» **Passage shown**:
*** Begin section ***

This book is emphatically not a feminist polemic. There is one chapter where she imagines the memoir she’ll write at 80, in which she will name the names of all the creepy male directors who have propositioned her, and one letter (in a collection of “emails I would send if I were one ounce crazier/angrier/braver”) that smacks of real, rather than posturing anger, at having her feminism derided. But everywhere else, perhaps from a desire to separate art from activism, the focus is relentlessly inward. (Her sister, Grace, is arranging for representatives of Planned Parenthood to campaign at events on Lena’s book tour; the book does not mention abortion.)

So how much of this is sincere, excruciating navel-gazing, and how much of it is the performance of the same for artistic effect? It’s impossible to tell. The book is studded with references to her feeling that a situation is not “real,” for example: “Only when I got to college did it dawn on me that maybe my upbringing hadn’t been very ‘real.’” After a break-up, she lies in bed “rubbing my feet together and whispering: ‘You are real. You are real ... ’ ” In the next chapter, she confesses that she is an “unreliable narrator” who adds invented detail to stories about her mother and fabricates memories of her childhood.

She is also an inveterate self-mythologizer, always looking at herself with a director’s eye. After one break-up, she says: “I’d ride the subway in a beret imagining I saw him getting on at every stop.” One chapter deals with her sister coming out as a lesbian. She has since told an interviewer: “What I didn’t say in the book is how it messed up our relationship for, like, two years.” The one subject that is defiantly off-limits is her current relationship with the musician Jack Antonoff: “I have written all sorts of paragraphs recounting [our] months together ... but surveying those words I realized they are mine. He is mine to protect.”

So, this is a confessional book where you cannot be sure if the confessions are true: It’s either a brilliantly ironic subversion of the form, or a deeply wearying put-on by someone who has no sense of who they are when no one is watching. I honestly don’t know which it is.

Dunham speaks of suffering dissociative episodes after Girls became big: To me, her entire career seems like a dissociative episode, designed to rebut criticism by anticipating it. She invites you to judge her size 12 thighs, marooned in a sea of perfect bodies on screen; she proffers herself for our hatred as a representative of a precocious, gilded elite. In Girls, she shoots herself from angles she does not inflict on her co-stars; at award ceremonies, she eschews the cantilevering and corsetry forced on actresses who have dared to eat carbs in the past two years.

She writes in the book: “When I am playing a character, I am never allowed to explicitly state the takeaway message of the scenes I’m performing—after all, part of the dramatic conflict is that the person I’m portraying doesn’t really know it yet.” The same applies to most of the book: Her whole life is a performance art piece where she plays a noxious brat with great skill, and poses herself, either eerily like one of her mother’s dolls, or sexually, like her father’s nudes. And as the carapace of fame around her has expanded, she has shrunk within it, leaving only gnomic statements about granola and blowjobs. Reading this book, you realize that Lena Dunham has been playing “Lena Dunham” for a long time. She is not real.

*** End section ***

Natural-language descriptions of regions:
*** Begin section ***

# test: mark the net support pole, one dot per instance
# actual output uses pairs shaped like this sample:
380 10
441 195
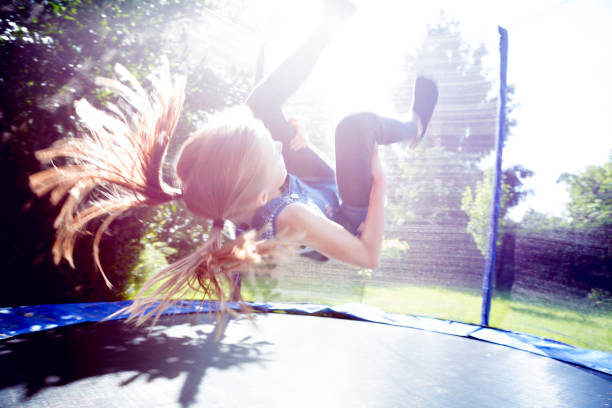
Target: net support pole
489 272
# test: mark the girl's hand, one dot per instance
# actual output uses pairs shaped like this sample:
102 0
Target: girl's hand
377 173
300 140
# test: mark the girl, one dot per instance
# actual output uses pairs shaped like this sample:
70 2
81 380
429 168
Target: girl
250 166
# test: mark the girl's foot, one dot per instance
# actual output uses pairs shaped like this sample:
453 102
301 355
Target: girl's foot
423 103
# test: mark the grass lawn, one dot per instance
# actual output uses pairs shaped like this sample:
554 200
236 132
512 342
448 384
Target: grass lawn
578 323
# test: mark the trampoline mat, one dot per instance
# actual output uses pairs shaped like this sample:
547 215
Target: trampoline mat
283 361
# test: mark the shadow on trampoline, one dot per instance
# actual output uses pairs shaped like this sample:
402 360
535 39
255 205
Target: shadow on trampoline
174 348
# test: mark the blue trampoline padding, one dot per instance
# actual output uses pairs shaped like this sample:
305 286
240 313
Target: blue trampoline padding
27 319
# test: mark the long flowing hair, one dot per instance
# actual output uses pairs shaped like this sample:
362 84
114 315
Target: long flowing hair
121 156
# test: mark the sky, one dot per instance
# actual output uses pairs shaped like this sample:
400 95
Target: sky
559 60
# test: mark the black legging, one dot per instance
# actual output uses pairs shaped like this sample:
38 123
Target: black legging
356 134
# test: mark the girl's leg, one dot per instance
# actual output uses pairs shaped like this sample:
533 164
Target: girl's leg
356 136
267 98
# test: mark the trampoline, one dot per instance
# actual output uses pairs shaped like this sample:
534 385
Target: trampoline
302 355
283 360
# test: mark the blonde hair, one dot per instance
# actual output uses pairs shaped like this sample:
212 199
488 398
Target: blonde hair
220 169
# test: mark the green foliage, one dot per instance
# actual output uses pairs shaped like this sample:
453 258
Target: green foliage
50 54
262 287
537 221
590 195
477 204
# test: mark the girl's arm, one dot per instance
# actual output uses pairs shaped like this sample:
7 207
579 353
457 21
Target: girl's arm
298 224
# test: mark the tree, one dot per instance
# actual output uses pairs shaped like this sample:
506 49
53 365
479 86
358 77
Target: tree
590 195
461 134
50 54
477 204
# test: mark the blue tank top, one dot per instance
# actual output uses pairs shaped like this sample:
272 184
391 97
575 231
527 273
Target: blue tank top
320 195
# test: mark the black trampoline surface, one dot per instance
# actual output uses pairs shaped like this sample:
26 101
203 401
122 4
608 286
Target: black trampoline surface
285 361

*** End section ***

» **Assignment A**:
Rewrite the review's paragraph that begins "She is also an inveterate self-mythologizer" as a short list, keeping its main facts.
» **Assignment B**:
Reproduce word for word the part of the review that begins at the words "Dunham speaks of" and stops after "past two years.".
The listing comes from a different source than the review.

» **Expected answer A**:
- She habitually mythologizes herself and always looks at herself with a director's eye.
- After one break-up, she rode the subway in a beret, imagining she saw him getting on at every stop.
- One chapter covers her sister coming out as a lesbian. She later told an interviewer that the book leaves out how this hurt their relationship for about two years.
- Her current relationship with the musician Jack Antonoff is off-limits. She wrote paragraphs about it but decided those words were hers and that he was hers to protect.

» **Expected answer B**:
Dunham speaks of suffering dissociative episodes after Girls became big: To me, her entire career seems like a dissociative episode, designed to rebut criticism by anticipating it. She invites you to judge her size 12 thighs, marooned in a sea of perfect bodies on screen; she proffers herself for our hatred as a representative of a precocious, gilded elite. In Girls, she shoots herself from angles she does not inflict on her co-stars; at award ceremonies, she eschews the cantilevering and corsetry forced on actresses who have dared to eat carbs in the past two years.